FRAGMENTO DEL TEXTO —
En los acontecimientos de todos los tiempos se puede apreciar con toda exactitud, que sólo se ha podido conseguir algo grande allí donde toda la fuerza estaba concentrada en un punto. Ahí se muestra claramente la necesidad de la simplificación. ¡Eso tiene que deciros algo a la fuerza! Todo hombre conoce el amenazador peligro que supone siempre la dispersión de fuerzas.

¡Ved ahí la ley del poder de toda simplificación! La victoriosa grandeza se manifiesta únicamente en la sencillez.

Y sin embargo, vosotros habéis perdido la noción del valor de lo sencillo. Sólo en la sencillez se revela la auténtica fuerza, la verdadera nobleza, el saber y el encanto natural; también en la sencillez de expresión y de movimientos.

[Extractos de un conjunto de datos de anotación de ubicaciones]
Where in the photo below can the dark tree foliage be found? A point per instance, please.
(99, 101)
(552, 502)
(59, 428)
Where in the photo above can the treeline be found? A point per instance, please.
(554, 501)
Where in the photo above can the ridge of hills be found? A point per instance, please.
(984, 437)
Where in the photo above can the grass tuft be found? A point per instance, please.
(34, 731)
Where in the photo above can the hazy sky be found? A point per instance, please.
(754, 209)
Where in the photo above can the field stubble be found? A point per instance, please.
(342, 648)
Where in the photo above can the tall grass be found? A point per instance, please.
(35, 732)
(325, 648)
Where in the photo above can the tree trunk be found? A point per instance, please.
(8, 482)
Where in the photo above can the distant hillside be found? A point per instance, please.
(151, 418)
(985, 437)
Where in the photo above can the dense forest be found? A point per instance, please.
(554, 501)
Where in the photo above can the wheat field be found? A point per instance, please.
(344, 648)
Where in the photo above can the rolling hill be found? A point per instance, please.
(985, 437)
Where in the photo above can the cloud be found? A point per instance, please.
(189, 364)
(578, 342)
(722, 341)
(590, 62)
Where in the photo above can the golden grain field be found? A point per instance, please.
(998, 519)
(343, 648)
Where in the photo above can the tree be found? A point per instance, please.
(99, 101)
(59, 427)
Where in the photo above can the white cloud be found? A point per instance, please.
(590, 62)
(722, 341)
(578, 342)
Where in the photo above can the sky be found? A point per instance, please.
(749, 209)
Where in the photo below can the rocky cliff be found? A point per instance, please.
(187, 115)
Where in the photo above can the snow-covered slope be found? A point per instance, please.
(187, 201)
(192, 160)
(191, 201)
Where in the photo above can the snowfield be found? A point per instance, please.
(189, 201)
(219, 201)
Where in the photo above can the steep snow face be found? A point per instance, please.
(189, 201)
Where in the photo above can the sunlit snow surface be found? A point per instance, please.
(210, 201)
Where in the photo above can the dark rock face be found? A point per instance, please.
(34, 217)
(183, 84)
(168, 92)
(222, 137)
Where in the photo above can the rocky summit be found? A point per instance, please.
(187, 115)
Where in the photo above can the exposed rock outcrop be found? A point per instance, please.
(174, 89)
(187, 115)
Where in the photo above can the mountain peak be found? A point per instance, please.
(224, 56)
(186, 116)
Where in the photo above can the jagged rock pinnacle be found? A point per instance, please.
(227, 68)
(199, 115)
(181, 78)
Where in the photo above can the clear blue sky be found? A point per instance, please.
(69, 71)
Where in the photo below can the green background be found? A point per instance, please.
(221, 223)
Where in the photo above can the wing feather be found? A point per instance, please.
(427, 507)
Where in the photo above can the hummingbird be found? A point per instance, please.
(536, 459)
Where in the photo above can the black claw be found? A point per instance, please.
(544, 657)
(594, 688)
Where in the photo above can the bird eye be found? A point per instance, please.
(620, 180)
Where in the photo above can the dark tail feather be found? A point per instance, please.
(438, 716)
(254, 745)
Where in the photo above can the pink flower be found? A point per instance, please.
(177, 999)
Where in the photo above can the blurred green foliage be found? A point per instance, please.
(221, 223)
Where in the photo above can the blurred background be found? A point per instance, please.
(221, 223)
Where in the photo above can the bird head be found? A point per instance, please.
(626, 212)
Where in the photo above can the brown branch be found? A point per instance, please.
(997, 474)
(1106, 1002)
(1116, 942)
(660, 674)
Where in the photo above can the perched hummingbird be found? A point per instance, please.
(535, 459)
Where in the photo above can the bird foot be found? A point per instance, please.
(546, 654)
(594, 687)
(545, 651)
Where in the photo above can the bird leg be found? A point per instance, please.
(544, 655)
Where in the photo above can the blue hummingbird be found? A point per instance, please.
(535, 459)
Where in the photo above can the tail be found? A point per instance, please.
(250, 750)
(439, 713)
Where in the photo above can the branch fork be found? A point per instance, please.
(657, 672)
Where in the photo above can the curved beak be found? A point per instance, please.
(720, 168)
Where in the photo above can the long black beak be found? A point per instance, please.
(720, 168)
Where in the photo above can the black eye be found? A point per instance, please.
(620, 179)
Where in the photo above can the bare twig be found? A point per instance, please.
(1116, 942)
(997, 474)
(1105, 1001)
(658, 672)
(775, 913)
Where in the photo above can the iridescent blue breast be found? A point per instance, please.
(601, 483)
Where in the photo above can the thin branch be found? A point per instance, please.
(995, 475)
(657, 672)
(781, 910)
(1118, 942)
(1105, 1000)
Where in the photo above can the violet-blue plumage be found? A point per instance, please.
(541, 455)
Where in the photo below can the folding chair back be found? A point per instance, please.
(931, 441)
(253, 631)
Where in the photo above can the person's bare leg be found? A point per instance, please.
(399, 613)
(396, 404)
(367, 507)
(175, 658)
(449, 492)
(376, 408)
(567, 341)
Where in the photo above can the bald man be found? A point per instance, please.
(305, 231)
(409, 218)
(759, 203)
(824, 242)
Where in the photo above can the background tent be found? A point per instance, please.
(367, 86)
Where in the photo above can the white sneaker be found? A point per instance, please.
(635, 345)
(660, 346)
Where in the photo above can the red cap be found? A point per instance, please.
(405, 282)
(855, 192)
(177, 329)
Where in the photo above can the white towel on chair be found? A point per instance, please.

INSTRUCCIONES —
1 - Reescribe el fragmento sobre la sencillez empezando en "Y sin embargo, vosotros" y terminando en "y de movimientos.", y pon "dignidad" en lugar de "nobleza".
2 - Condensa en menos palabras el párrafo del fragmento sobre la sencillez que comienza con "En los acontecimientos de todos los tiempos", sin perder sus ideas principales.

SOLUCIONES —
1 -
Y sin embargo, vosotros habéis perdido la noción del valor de lo sencillo. Sólo en la sencillez se revela la auténtica fuerza, la verdadera dignidad, el saber y el encanto natural; también en la sencillez de expresión y de movimientos.

2 - En todas las épocas, solo se ha conseguido algo grande donde toda la fuerza estaba concentrada en un punto, lo que demuestra la necesidad de simplificar. Todo hombre conoce el peligro de dispersar las fuerzas.